== Task material ==
- - -
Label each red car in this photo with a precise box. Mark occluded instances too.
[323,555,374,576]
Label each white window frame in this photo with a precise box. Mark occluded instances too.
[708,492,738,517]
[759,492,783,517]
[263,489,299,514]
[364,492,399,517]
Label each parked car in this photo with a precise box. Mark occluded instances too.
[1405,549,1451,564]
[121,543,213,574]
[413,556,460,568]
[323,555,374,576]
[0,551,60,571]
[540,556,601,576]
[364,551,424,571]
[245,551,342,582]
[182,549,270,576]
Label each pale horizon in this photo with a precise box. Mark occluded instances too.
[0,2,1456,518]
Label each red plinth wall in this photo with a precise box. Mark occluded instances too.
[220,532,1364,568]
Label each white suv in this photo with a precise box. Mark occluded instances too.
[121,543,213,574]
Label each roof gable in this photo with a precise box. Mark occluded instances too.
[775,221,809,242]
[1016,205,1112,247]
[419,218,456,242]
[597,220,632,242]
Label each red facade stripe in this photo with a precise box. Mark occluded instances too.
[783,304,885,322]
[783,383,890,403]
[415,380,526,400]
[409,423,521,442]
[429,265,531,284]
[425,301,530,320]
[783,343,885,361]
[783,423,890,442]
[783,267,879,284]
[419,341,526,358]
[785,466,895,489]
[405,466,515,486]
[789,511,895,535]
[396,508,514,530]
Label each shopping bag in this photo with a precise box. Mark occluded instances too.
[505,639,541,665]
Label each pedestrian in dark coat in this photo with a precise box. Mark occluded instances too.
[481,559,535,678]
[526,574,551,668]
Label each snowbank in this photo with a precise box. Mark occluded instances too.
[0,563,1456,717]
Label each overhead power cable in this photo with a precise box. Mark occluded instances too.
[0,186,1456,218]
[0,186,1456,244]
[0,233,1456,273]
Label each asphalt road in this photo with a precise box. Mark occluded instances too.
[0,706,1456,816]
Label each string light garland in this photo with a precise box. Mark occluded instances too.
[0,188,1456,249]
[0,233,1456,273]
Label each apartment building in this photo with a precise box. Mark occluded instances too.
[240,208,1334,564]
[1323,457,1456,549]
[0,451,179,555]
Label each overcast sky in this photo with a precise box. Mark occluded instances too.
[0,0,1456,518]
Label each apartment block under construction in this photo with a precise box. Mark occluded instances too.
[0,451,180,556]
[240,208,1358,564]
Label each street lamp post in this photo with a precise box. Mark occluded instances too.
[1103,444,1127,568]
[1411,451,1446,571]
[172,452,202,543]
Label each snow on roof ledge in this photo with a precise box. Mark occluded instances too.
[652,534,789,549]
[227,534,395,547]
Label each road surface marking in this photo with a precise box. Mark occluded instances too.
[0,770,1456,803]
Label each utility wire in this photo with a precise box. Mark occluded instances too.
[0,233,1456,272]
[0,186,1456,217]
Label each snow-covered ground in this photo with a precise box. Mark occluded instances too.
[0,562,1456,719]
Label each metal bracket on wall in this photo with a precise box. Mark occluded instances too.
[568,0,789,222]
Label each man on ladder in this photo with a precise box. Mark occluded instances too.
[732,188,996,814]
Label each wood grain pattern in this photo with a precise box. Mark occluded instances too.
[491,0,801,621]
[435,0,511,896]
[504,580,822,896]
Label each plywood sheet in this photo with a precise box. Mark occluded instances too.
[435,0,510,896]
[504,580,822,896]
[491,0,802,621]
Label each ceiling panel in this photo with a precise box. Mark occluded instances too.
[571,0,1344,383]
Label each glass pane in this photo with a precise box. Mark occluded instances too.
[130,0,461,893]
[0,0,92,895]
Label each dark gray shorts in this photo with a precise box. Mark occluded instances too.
- - -
== Work to complete ==
Reproduce all of the rows above verbatim, from first to last.

== Solved exercise ==
Label each red car in this photo with a precise box. Mark occluded instances too.
[323,555,374,576]
Label each white window frame in this photo with a precise box. Mark occluded instances too.
[708,492,738,517]
[759,492,783,517]
[263,489,299,514]
[364,492,399,517]
Label each parked car in this photo with a precise box. Mark occluded instances too.
[1405,549,1451,564]
[121,543,213,574]
[413,556,460,568]
[323,555,374,576]
[0,551,60,571]
[540,556,601,576]
[364,551,424,571]
[245,551,342,582]
[182,549,270,576]
Label each pale horizon in this photo with a precise box. Mark occluded instances too.
[0,2,1456,518]
Label each red plinth wall in this photo with a precise box. Mark occluded instances too.
[220,532,1364,568]
Label each white suv in this photo with a precise box. Mark occluded instances too.
[121,543,213,574]
Label each roof gable in this photo with a precise box. Mark occluded instances too.
[775,221,809,242]
[1016,205,1112,247]
[419,218,456,242]
[597,220,632,242]
Label each red facade stripe in this photo with a precise box. Mark occluded instances too.
[783,304,885,322]
[783,383,890,403]
[415,380,526,400]
[409,423,521,442]
[429,265,531,284]
[425,301,530,320]
[783,343,885,361]
[783,423,890,442]
[783,267,879,284]
[419,341,526,358]
[785,466,895,489]
[405,466,515,486]
[789,511,895,535]
[396,508,514,530]
Label each shopping bag in this photo with a precise box. Mark occluded instances too.
[505,639,541,665]
Label each pedestrian in dark coat in this photo with a precise box. Mark occluded instances too.
[481,559,535,678]
[526,574,551,668]
Label each snowbank in this photo with a precise box. Mark occluded instances too.
[0,563,1456,717]
Label each overhead power cable in this photo with a precise box. Mark occluded instances too.
[0,186,1456,218]
[0,186,1456,244]
[0,233,1456,273]
Label each asphalt road in this photo with a precise box. Mark occluded instances too.
[0,706,1456,816]
Label each string light garland in this photo with a precise box. Mark occluded instances too.
[0,188,1456,249]
[0,233,1456,273]
Label each apartment building in this photo with a precise box. Mark occluded instances too.
[240,208,1334,564]
[1323,457,1456,549]
[0,451,179,555]
Label each overcast sky in this photo with a precise box. Mark occluded instances too.
[0,0,1456,518]
Label each apartment block under construction in this photo with a precise box. Mark occluded instances too.
[0,451,180,556]
[240,208,1358,564]
Label each street lamp post in this photo with a precise box. Mark occluded instances too.
[1103,444,1127,568]
[1411,451,1446,571]
[172,452,202,543]
Label each snow on roof ledge in this photo with a precise box. Mark occluded instances too.
[652,534,789,549]
[227,534,395,547]
Label each road surface marking in this photo with a precise box. Mark occluded instances too.
[0,770,1456,803]
Label each utility wire in this photo with a precise box. Mark occluded instances too.
[0,233,1456,272]
[0,186,1456,217]
Label each snow-covered ground in this photo with a precise box. Mark occluded instances too.
[0,562,1456,719]
Label each metal bracket on wall in this photo with a precise box. Mark occluded instances too.
[568,0,789,222]
Label each man on ladder in this photo with a precise box. Mark occluded instances too.
[732,188,996,814]
Label each wood grain pattern in this photo with a precise box. Mark occluded instances too.
[491,0,801,621]
[435,0,511,896]
[504,580,822,896]
Label each plywood sheet in this photo with a precise box. Mark occluded instances too.
[435,0,510,896]
[504,580,822,896]
[491,0,802,621]
Label each ceiling panel in this photo with a precise box. Mark occluded instances too.
[571,0,1344,383]
Label each glass pane in this photo with a precise box. Mark occluded instances too.
[130,0,461,893]
[0,0,92,895]
Label each dark gray shorts in this photo with a precise box. Mark occluded instances too.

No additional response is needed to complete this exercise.